START Recorded information
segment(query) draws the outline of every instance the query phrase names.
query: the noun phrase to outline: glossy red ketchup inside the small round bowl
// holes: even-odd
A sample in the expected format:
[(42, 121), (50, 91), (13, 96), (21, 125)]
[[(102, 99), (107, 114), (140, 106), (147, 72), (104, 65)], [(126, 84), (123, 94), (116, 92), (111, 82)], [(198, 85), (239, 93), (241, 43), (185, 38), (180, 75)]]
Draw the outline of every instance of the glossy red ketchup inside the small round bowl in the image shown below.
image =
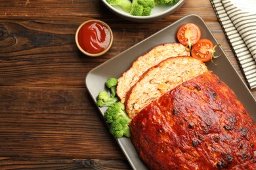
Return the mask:
[(84, 24), (78, 32), (78, 43), (91, 54), (104, 51), (110, 44), (110, 30), (101, 22), (91, 21)]

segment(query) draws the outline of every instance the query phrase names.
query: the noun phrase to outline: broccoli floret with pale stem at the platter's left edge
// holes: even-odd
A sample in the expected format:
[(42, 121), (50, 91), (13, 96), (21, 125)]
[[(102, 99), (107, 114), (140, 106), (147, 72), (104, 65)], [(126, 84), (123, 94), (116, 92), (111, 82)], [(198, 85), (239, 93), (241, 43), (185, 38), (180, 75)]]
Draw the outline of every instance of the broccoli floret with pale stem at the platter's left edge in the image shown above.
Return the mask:
[(102, 91), (98, 93), (98, 99), (96, 101), (96, 105), (98, 107), (109, 107), (113, 103), (116, 103), (118, 101), (117, 97), (110, 97), (108, 95), (108, 92)]

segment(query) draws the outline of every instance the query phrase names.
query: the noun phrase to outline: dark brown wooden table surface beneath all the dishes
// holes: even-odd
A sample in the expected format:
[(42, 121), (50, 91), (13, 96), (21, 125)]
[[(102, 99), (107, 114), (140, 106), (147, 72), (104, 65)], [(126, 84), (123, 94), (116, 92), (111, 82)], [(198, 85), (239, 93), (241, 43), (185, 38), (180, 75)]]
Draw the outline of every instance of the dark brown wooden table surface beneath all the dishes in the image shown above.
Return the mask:
[[(85, 76), (188, 14), (203, 18), (244, 78), (207, 0), (187, 0), (174, 14), (140, 24), (118, 18), (100, 0), (2, 0), (0, 9), (0, 169), (131, 169)], [(77, 27), (90, 19), (114, 31), (112, 48), (99, 58), (75, 46)]]

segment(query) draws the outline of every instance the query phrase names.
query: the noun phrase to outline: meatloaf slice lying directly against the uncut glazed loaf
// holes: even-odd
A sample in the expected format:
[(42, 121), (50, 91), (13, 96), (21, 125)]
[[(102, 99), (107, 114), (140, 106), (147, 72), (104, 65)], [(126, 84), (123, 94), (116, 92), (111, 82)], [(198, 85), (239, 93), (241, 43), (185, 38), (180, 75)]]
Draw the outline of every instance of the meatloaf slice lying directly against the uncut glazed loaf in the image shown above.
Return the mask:
[(133, 118), (141, 109), (182, 82), (207, 71), (205, 63), (192, 57), (167, 58), (146, 71), (127, 92), (125, 110)]

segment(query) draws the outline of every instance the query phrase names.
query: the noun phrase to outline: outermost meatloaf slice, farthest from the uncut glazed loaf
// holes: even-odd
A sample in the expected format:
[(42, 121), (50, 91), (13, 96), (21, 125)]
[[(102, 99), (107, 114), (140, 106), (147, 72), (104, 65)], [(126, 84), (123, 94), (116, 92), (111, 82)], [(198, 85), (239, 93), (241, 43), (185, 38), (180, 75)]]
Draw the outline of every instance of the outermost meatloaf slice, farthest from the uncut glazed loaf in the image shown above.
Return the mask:
[(179, 43), (166, 43), (152, 48), (149, 52), (140, 56), (133, 65), (118, 79), (116, 93), (125, 102), (127, 91), (139, 80), (140, 76), (150, 67), (157, 65), (163, 59), (176, 56), (189, 56), (188, 49)]

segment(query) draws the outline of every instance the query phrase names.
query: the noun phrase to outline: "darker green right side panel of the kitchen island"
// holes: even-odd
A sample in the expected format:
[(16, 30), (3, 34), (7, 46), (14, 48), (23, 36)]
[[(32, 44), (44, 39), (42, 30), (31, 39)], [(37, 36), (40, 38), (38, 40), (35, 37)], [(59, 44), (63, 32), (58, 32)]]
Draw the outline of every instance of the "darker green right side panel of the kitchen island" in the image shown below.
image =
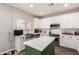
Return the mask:
[(42, 55), (54, 55), (55, 54), (55, 45), (50, 43), (42, 52)]

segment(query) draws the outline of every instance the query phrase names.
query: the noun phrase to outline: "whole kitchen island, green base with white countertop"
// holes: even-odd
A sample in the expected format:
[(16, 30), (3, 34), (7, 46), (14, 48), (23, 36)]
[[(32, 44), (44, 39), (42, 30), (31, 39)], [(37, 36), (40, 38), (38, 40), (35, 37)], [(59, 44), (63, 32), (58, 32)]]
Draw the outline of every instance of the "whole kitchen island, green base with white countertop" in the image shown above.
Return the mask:
[(26, 41), (25, 54), (26, 55), (53, 55), (54, 54), (54, 37), (41, 36)]

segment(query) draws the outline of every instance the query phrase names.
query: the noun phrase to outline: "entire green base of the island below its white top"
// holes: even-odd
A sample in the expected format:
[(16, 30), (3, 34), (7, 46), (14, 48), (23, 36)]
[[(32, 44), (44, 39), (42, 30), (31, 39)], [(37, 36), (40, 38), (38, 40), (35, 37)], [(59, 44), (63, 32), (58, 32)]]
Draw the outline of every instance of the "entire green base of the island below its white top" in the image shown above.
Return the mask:
[(38, 51), (38, 50), (26, 45), (25, 54), (26, 55), (54, 55), (55, 54), (55, 45), (52, 42), (43, 51)]

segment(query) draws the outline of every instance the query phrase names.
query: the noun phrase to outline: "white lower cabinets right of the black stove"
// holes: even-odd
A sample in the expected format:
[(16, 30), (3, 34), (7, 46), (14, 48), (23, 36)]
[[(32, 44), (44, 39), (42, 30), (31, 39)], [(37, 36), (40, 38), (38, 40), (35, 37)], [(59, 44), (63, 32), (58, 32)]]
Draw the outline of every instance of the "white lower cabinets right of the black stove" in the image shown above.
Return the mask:
[(79, 40), (75, 36), (71, 35), (62, 35), (60, 38), (60, 46), (78, 49)]

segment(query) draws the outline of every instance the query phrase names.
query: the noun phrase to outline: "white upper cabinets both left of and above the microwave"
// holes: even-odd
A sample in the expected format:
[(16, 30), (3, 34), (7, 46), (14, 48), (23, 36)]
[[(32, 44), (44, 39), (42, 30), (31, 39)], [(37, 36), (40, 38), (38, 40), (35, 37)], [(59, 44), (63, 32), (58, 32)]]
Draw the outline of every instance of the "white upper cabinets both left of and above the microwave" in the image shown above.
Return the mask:
[(34, 28), (50, 28), (50, 24), (60, 24), (61, 16), (34, 19)]

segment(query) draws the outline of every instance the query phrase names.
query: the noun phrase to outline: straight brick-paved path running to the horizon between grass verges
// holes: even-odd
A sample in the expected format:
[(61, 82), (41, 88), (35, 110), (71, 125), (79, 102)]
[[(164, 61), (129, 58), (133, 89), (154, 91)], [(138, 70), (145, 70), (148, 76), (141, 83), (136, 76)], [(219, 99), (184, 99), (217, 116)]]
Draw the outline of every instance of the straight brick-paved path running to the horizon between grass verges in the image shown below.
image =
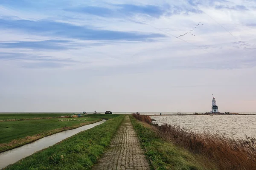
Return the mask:
[(128, 115), (93, 170), (150, 170)]

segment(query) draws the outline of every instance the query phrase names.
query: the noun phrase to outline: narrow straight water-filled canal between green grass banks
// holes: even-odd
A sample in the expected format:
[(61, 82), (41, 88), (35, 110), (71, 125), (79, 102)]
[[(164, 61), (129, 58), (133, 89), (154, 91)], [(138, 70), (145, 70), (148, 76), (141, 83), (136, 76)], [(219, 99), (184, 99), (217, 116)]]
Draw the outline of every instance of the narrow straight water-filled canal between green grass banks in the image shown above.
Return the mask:
[(23, 145), (21, 147), (17, 147), (12, 150), (7, 150), (6, 152), (2, 152), (2, 153), (0, 153), (0, 169), (8, 166), (9, 164), (13, 164), (13, 163), (19, 161), (20, 159), (23, 159), (29, 155), (32, 155), (33, 153), (35, 153), (39, 150), (42, 150), (42, 149), (52, 146), (58, 142), (61, 142), (62, 140), (75, 135), (76, 133), (79, 133), (84, 130), (88, 130), (88, 129), (95, 127), (97, 125), (100, 125), (104, 122), (106, 122), (106, 120), (102, 120), (100, 122), (96, 122), (96, 123), (93, 123), (90, 125), (84, 125), (84, 126), (76, 128), (76, 129), (66, 130), (66, 131), (63, 131), (60, 133), (55, 133), (53, 135), (46, 136), (42, 139), (38, 139), (35, 142)]

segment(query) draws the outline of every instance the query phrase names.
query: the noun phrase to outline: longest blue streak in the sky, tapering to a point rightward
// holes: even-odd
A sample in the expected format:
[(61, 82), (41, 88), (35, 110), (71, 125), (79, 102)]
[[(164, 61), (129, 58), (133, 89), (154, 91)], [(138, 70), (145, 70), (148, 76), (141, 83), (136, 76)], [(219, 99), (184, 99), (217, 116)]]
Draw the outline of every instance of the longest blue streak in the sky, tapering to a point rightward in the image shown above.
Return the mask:
[(69, 23), (60, 23), (49, 20), (3, 20), (0, 19), (0, 28), (15, 29), (29, 33), (38, 33), (45, 36), (61, 36), (80, 40), (126, 40), (148, 41), (154, 38), (165, 37), (163, 34), (143, 34), (137, 31), (111, 31), (75, 26)]

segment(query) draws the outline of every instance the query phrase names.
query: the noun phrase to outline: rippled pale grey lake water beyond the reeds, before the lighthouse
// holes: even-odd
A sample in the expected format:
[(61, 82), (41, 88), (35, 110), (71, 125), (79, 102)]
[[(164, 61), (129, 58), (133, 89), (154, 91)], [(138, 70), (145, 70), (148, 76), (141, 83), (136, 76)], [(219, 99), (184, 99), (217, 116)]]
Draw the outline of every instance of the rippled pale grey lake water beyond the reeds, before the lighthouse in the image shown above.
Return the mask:
[(180, 125), (195, 132), (209, 130), (235, 138), (256, 137), (256, 116), (252, 115), (187, 115), (150, 116), (159, 125)]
END Recorded information
● Work instructions
For the records above, state the count of lines where "stem" appears, without any other text.

● Reply
2